Please copy out the listing below line for line, changing nothing.

Data shown:
----

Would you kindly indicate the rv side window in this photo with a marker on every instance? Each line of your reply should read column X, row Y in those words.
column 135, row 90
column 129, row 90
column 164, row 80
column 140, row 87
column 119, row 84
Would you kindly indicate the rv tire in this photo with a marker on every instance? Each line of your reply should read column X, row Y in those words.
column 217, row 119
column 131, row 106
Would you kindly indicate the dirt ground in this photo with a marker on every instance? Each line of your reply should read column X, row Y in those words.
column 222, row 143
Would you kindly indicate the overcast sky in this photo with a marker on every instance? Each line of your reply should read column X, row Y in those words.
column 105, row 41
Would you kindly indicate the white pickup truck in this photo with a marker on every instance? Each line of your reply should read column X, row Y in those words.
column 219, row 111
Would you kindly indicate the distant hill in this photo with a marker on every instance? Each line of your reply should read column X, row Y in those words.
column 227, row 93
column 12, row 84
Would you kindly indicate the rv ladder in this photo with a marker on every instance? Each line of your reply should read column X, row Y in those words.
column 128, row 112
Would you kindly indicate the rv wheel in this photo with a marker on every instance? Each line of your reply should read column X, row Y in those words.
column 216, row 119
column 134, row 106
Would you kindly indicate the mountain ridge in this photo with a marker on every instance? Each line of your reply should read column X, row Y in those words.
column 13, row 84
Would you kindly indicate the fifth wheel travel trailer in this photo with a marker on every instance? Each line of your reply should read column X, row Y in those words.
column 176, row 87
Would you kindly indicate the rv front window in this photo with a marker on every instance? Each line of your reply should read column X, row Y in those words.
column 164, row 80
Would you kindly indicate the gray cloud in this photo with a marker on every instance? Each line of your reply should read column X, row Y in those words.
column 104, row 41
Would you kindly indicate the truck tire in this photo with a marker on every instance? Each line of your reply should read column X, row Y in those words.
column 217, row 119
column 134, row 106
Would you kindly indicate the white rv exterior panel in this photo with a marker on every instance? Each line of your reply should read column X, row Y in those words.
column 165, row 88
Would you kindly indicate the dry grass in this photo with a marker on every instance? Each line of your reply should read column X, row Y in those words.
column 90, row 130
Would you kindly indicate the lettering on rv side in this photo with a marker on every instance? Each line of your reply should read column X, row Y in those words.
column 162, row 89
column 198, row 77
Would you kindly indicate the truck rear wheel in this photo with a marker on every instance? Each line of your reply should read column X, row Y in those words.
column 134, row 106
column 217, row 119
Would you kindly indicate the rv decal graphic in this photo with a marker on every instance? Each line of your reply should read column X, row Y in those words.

----

Response to this exercise:
Would you kindly indicate the rv side window in this photo with a marker on every instance? Each line of your reply should read column X, row Y in those words.
column 135, row 90
column 129, row 90
column 164, row 80
column 140, row 87
column 119, row 84
Would you kindly indicate the rv tire in this photo with a marker on every instance? Each line of your reply should read column X, row Y in those words.
column 217, row 119
column 131, row 106
Would you kindly indicate the dirt ground in this photo with a marker on every instance? Each line of your reply should read column X, row Y in those words.
column 222, row 143
Would you kindly indicate the overcast sky in this photo with a marker on every instance? Each line of your reply should read column X, row Y in those words.
column 105, row 41
Would you kindly indicate the white pickup truck in this photo with a marker on every instance? Each line of your reply should read column X, row Y in those words.
column 219, row 111
Would you kindly indicate the distant hill in this photo with a marker on every instance? Each line of your reply should read column X, row Y in those words.
column 227, row 93
column 12, row 84
Would you kindly indicate the rv ladder in this photo with a marker on every instance? Each line of your reply should read column X, row Y in those words.
column 128, row 112
Would you kindly indicate the rv wheel in this photo with a marker on every instance? Each line of your reply should read column X, row Y in those words.
column 216, row 119
column 134, row 106
Would you kindly indicate the mountain ridge in this photo with a marker on every instance? Each line of your reply should read column X, row Y in those words.
column 13, row 84
Would you kindly indicate the fifth wheel travel trailer in this photo with a marker on every instance? Each line of your reply should read column X, row Y in those words.
column 176, row 87
Would you kindly indicate the rv front window in this photo with a marker on every instance? Each line of your reply should read column X, row Y in those words.
column 164, row 80
Would you kindly indicate the gray cloud in this photo with a marker on every instance? Each line of your reply should read column X, row Y in those words.
column 104, row 41
Would you kindly indicate the truck tire in this photo with a marker on every instance? Each line of your reply should read column X, row Y in those words.
column 217, row 119
column 134, row 106
Would you kindly indicate the white rv exterior panel in this photo with a marker on every instance? Each line of your reply should read column X, row Y in those words.
column 165, row 88
Would you kindly indicate the dry grass in this photo with a marker on every instance? Each line of your reply should read column X, row Y in those words.
column 90, row 130
Would you kindly indicate the lettering on rv side in this photo with a marker on every instance? Each line of your reply should read column X, row Y in those words.
column 162, row 89
column 198, row 77
Would you kindly indicate the truck rear wheel in this photo with a marker on every instance? Each line of your reply should read column X, row Y in those words.
column 134, row 106
column 217, row 119
Would you kindly indicate the rv decal graphic in this photo with a marker on every instance? Each line of your reply should read column X, row Y in those words.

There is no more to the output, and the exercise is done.